Selected passage:
=== Section Start ===
The LNPs disclosed herein may be triggered by various stimuli to release the loaded agent(s) encapsulated therein, which provides more targeted release of the loaded agents to result in increased efficacy and/or reduced adverse effects. Common stimuli include, without limitation, light (electromagnetic radiation), magnetic fields, temperature, ultrasound, pH, redox, or biochemical stimuli (e.g. enzymatic, and the like).
In one aspect, the LNPs or compositions disclosed herein are administered to a subject and the microenvironment of the target tissue (e.g. a tumour) triggers the release of the loaded agent(s), e.g. an anti-cancer agent, theranostic agent or tumour imaging agent.
=== Section End ===
Data to examine:
=== Section Start ===
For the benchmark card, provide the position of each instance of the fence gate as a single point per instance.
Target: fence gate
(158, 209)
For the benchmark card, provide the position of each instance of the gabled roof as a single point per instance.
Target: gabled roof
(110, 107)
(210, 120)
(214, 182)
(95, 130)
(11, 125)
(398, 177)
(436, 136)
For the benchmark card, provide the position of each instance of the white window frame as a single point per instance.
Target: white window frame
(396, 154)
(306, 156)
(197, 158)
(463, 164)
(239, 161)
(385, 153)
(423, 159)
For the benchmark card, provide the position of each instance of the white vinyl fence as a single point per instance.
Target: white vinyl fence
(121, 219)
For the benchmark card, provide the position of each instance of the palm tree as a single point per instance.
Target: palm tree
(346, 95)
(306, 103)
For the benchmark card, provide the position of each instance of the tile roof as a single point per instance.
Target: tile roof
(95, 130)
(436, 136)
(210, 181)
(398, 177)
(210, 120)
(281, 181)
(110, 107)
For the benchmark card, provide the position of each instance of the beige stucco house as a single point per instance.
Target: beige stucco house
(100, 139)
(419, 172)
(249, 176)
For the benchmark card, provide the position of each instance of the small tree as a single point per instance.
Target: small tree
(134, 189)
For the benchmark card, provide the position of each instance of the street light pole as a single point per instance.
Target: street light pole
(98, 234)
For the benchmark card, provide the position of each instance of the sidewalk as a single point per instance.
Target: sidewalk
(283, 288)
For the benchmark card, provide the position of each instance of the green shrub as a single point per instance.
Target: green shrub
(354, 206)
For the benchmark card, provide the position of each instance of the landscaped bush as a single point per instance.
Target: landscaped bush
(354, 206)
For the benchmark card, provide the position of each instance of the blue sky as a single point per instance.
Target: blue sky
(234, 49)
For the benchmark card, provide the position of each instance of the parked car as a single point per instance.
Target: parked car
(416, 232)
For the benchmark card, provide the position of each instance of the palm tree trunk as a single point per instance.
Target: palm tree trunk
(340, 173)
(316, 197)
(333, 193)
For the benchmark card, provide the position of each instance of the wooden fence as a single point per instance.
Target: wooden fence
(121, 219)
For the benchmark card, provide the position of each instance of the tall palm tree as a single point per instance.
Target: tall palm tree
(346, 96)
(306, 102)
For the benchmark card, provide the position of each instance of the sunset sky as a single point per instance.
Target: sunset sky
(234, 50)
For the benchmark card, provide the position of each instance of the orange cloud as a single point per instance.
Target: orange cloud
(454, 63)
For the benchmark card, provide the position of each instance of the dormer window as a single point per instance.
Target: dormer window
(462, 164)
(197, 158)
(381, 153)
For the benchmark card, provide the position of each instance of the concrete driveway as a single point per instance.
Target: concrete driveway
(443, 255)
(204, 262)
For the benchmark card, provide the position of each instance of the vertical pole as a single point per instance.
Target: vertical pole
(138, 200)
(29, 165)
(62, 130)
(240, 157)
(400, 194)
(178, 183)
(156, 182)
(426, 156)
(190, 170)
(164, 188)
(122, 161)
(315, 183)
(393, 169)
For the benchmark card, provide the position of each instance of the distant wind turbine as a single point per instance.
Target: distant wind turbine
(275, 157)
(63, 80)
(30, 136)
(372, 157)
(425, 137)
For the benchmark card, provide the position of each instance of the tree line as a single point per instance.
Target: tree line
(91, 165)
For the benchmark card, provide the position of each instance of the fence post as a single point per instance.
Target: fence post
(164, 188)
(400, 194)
=== Section End ===
Exercise set:
1 > In the LNP passage, what triggers the release of the loaded agent after the LNPs or compositions are given to a subject?
2 > Extract the LNP passage from "The LNPs disclosed" to "tumour imaging agent.".
3 > According to the LNP passage, what is the benefit of having the LNPs release their loaded agents in response to stimuli? Answer in one to three sentences.

Outputs by task:
1 > The microenvironment of the target tissue triggers the release.

2 >
The LNPs disclosed herein may be triggered by various stimuli to release the loaded agent(s) encapsulated therein, which provides more targeted release of the loaded agents to result in increased efficacy and/or reduced adverse effects. Common stimuli include, without limitation, light (electromagnetic radiation), magnetic fields, temperature, ultrasound, pH, redox, or biochemical stimuli (e.g. enzymatic, and the like).
In one aspect, the LNPs or compositions disclosed herein are administered to a subject and the microenvironment of the target tissue (e.g. a tumour) triggers the release of the loaded agent(s), e.g. an anti-cancer agent, theranostic agent or tumour imaging agent.

3 > Stimulus-triggered release delivers the loaded agents in a more targeted way. That targeting leads to increased efficacy, reduced adverse effects, or both.